▸ **Source data**
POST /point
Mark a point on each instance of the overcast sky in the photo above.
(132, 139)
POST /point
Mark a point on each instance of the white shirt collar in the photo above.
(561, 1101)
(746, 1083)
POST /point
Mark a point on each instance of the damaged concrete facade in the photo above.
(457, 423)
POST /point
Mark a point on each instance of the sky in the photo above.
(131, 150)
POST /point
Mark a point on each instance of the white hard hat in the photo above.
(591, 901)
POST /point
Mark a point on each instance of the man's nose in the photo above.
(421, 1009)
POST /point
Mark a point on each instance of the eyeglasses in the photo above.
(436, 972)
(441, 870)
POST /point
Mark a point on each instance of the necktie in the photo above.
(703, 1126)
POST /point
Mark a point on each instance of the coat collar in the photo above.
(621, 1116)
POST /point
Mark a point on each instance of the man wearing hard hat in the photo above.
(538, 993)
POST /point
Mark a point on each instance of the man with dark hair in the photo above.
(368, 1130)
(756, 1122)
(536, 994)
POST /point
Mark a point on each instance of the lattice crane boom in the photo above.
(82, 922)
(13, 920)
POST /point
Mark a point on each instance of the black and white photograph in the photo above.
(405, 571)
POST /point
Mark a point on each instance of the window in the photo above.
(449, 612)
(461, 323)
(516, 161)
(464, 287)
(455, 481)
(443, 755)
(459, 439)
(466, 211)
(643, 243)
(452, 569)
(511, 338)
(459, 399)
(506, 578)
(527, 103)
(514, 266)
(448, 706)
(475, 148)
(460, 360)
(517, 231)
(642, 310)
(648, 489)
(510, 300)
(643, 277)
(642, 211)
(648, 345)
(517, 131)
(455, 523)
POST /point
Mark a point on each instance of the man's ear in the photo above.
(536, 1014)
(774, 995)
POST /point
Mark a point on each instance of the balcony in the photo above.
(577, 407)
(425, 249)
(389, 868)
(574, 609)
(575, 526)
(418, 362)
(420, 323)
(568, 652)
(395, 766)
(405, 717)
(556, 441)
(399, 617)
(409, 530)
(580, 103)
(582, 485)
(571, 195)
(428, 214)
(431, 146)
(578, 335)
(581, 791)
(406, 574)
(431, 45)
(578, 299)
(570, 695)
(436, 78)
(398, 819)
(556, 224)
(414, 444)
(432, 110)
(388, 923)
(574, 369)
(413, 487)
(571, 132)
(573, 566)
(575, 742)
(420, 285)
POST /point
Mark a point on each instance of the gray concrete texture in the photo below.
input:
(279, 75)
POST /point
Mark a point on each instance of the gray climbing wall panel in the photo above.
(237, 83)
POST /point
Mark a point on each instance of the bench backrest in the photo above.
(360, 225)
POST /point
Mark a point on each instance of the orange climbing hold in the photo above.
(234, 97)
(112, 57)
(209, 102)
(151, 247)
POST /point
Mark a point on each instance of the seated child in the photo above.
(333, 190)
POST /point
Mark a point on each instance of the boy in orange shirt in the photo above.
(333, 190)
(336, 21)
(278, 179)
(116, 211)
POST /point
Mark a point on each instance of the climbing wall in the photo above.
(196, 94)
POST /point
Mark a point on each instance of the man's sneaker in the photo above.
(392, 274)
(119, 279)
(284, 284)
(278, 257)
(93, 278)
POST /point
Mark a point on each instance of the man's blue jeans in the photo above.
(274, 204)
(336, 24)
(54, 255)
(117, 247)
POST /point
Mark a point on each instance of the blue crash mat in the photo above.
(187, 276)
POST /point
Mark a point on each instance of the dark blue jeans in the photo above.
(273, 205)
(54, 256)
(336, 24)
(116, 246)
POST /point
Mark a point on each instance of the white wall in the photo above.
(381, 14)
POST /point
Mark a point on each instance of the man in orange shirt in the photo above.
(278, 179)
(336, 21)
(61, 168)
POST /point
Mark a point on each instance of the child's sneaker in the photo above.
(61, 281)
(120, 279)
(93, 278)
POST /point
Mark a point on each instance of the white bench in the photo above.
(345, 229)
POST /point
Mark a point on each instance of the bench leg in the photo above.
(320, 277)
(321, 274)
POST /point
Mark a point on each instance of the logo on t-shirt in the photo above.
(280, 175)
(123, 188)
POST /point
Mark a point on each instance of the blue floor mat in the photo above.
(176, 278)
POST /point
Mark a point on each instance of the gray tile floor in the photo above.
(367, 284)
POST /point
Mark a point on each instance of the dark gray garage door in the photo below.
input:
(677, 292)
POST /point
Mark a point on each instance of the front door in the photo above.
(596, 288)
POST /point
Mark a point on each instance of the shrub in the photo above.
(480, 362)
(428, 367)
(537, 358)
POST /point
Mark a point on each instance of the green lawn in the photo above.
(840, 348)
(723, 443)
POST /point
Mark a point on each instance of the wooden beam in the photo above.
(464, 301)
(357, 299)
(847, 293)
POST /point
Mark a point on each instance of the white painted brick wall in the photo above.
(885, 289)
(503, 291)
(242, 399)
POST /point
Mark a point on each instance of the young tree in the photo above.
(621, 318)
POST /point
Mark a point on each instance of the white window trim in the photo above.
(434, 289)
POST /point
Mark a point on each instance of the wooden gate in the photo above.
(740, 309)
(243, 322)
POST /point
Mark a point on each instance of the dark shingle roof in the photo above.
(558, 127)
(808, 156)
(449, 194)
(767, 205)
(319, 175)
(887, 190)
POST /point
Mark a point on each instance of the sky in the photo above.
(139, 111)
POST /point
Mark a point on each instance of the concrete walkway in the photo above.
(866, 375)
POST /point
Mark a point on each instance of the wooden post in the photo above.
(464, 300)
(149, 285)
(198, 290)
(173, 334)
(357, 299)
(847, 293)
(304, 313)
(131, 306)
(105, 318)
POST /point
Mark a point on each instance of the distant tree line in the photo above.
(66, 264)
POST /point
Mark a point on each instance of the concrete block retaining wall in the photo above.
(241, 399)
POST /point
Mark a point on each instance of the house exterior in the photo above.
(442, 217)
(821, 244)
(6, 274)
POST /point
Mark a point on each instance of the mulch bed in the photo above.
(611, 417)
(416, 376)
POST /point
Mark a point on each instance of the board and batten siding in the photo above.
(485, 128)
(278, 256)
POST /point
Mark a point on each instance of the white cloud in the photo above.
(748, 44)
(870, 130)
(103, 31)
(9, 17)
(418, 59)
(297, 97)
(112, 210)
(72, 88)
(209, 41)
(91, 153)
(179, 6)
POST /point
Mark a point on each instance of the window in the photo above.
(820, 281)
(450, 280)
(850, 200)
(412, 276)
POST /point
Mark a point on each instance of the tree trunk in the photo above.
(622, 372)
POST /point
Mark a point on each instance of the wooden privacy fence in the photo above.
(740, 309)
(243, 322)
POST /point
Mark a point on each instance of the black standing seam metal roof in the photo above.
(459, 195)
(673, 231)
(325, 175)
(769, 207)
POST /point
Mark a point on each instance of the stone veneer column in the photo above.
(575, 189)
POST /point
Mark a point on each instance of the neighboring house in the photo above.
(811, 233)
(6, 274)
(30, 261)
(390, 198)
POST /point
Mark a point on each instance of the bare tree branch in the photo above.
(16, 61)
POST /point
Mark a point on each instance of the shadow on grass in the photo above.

▸ **What you have to do**
Could you reproduce all the records exactly?

▸ **Answer to the problem**
POST /point
Mark a point on each instance of the overcast sky in the photo above.
(132, 139)
POST /point
Mark a point on each instance of the white shirt collar in the photo above.
(561, 1101)
(746, 1083)
POST /point
Mark a point on each instance of the damaged concrete facade in the photo above.
(457, 423)
POST /point
Mark a point on each instance of the sky in the photo above.
(131, 150)
POST /point
Mark a point on each instance of the white hard hat in the photo above.
(591, 901)
POST /point
Mark a point on each instance of the man's nose in the photo above.
(421, 1009)
POST /point
Mark a point on each instance of the eyeglasses in the photo above.
(436, 972)
(441, 870)
POST /point
Mark a point on each instance of the necktie in the photo above.
(703, 1126)
POST /point
Mark a point on each instance of the coat collar in the photo above.
(621, 1116)
POST /point
Mark a point on each instance of the man wearing hard hat in the photo above.
(538, 993)
POST /point
Mark a point on each instance of the man with dark hair in the photo above.
(368, 1130)
(756, 1122)
(536, 994)
POST /point
Mark a point on each instance of the lattice crane boom in the photo above.
(82, 922)
(13, 920)
POST /point
Mark a point on each instance of the black and white photograph in the photo above.
(405, 571)
POST /point
Mark a point on each instance of the window in the photo above.
(449, 612)
(461, 323)
(516, 161)
(464, 287)
(455, 481)
(443, 755)
(459, 439)
(466, 211)
(643, 243)
(452, 569)
(511, 338)
(459, 399)
(506, 578)
(527, 103)
(514, 266)
(448, 706)
(475, 148)
(460, 360)
(517, 231)
(642, 310)
(648, 489)
(510, 300)
(643, 277)
(642, 211)
(648, 345)
(517, 131)
(455, 523)
POST /point
Mark a point on each instance of the man's ear in the photo above.
(536, 1014)
(774, 995)
POST /point
Mark a point on each instance of the balcony in the photo above.
(577, 407)
(425, 249)
(389, 868)
(574, 609)
(575, 526)
(418, 362)
(420, 323)
(568, 652)
(395, 766)
(405, 717)
(556, 441)
(399, 617)
(409, 530)
(580, 103)
(582, 485)
(571, 195)
(428, 214)
(431, 146)
(578, 335)
(581, 791)
(406, 574)
(431, 45)
(578, 299)
(570, 695)
(436, 78)
(398, 819)
(556, 224)
(414, 444)
(432, 110)
(388, 923)
(574, 369)
(413, 487)
(571, 132)
(573, 566)
(575, 742)
(420, 285)
POST /point
Mark a point on each instance of the gray concrete texture in the photo below.
input:
(279, 75)
POST /point
Mark a point on each instance of the gray climbing wall panel in the photo above.
(237, 83)
POST /point
Mark a point on each instance of the bench backrest in the photo above.
(360, 225)
POST /point
Mark a point on each instance of the orange climbing hold in the photo above.
(234, 97)
(112, 57)
(209, 102)
(151, 247)
POST /point
Mark a point on each instance of the seated child in the photo above.
(333, 190)
POST /point
Mark a point on each instance of the boy in orange shirt in the photo above.
(333, 190)
(336, 21)
(278, 179)
(116, 211)
POST /point
Mark a point on each instance of the climbing wall in the photo above.
(196, 94)
POST /point
Mark a point on each instance of the man's sneaker in the photo above.
(392, 274)
(119, 279)
(284, 284)
(278, 257)
(93, 278)
POST /point
Mark a point on each instance of the man's blue jeans in the photo above.
(274, 204)
(336, 24)
(54, 255)
(117, 247)
POST /point
Mark a point on each instance of the blue crash mat in the photo above.
(187, 276)
POST /point
Mark a point on each instance of the dark blue jeans in the photo above.
(273, 205)
(54, 256)
(336, 24)
(116, 246)
POST /point
Mark a point on each instance of the white wall in the photo above.
(381, 14)
POST /point
Mark a point on each instance of the man in orange shirt in the photo above.
(278, 179)
(336, 21)
(61, 168)
POST /point
Mark a point on each instance of the child's sneaker in the photo above.
(61, 281)
(120, 279)
(93, 278)
POST /point
Mark a point on each instance of the white bench in the photo above.
(345, 229)
POST /point
Mark a point on each instance of the bench leg in the photo above.
(320, 277)
(321, 274)
POST /point
Mark a point on each instance of the logo on t-shirt in the photo above.
(280, 175)
(123, 188)
POST /point
Mark a point on each instance of the blue floor mat in the photo above.
(176, 278)
POST /point
Mark a point on each instance of the gray tile floor in the photo above.
(367, 284)
POST /point
Mark a point on each instance of the dark gray garage door in the photo below.
input:
(677, 292)
POST /point
Mark a point on each instance of the front door in the photo above.
(596, 288)
POST /point
Mark a point on each instance of the shrub in the photo above.
(480, 362)
(428, 367)
(537, 358)
POST /point
Mark a point on each instance of the green lawn in the photo above.
(840, 348)
(723, 443)
POST /point
Mark a point on each instance of the wooden beam in the photo above.
(464, 301)
(357, 299)
(847, 293)
POST /point
Mark a point on each instance of the white painted brick wall in the photo above.
(885, 289)
(503, 291)
(242, 399)
POST /point
Mark a point on each instance of the young tree in the photo above.
(621, 318)
POST /point
Mark a point on each instance of the white window trim in the photo above.
(434, 289)
POST /point
Mark a point on each instance of the wooden gate in the photo above.
(740, 309)
(243, 322)
POST /point
Mark a point on each instance of the dark shingle roof in the photo above.
(558, 127)
(808, 156)
(449, 194)
(767, 205)
(319, 175)
(887, 190)
POST /point
Mark a point on each instance of the sky in the photo above.
(139, 111)
POST /point
Mark a point on each instance of the concrete walkway in the photo above.
(866, 375)
POST /point
Mark a point on each instance of the wooden post in the photo above.
(464, 300)
(149, 285)
(198, 290)
(173, 334)
(357, 299)
(847, 293)
(304, 313)
(131, 306)
(105, 318)
POST /point
Mark a point on each instance of the distant tree line in the photo above.
(66, 264)
POST /point
Mark a point on each instance of the concrete block retaining wall in the photo above.
(241, 399)
POST /point
Mark a point on each instance of the house exterior in the photo above.
(442, 217)
(821, 244)
(6, 274)
POST /point
Mark a point on each instance of the mulch bed in the photo above.
(611, 417)
(416, 376)
POST /point
Mark a point on each instance of the board and batten siding in the photo above.
(485, 128)
(278, 256)
POST /point
Mark a point on each instance of the white cloud in the photo above.
(748, 44)
(870, 130)
(103, 31)
(9, 17)
(418, 59)
(297, 97)
(112, 210)
(72, 88)
(209, 41)
(91, 153)
(179, 6)
POST /point
Mark a point on each instance of the window in the photo above.
(820, 281)
(450, 280)
(850, 200)
(412, 276)
POST /point
Mark a point on each instance of the tree trunk in the photo above.
(622, 372)
POST /point
Mark a point on each instance of the wooden privacy fence in the photo above.
(740, 309)
(243, 322)
POST /point
Mark a point on each instance of the black standing seam metal roof in the photo above.
(459, 195)
(673, 231)
(325, 175)
(769, 207)
POST /point
Mark a point on each instance of the stone veneer column in the photo above.
(575, 189)
POST /point
Mark a point on each instance of the neighboring house in the photo above.
(811, 233)
(6, 274)
(30, 261)
(390, 198)
POST /point
Mark a point on each instance of the bare tree branch in the photo above.
(16, 61)
POST /point
Mark a point on each instance of the shadow on grass in the photo above.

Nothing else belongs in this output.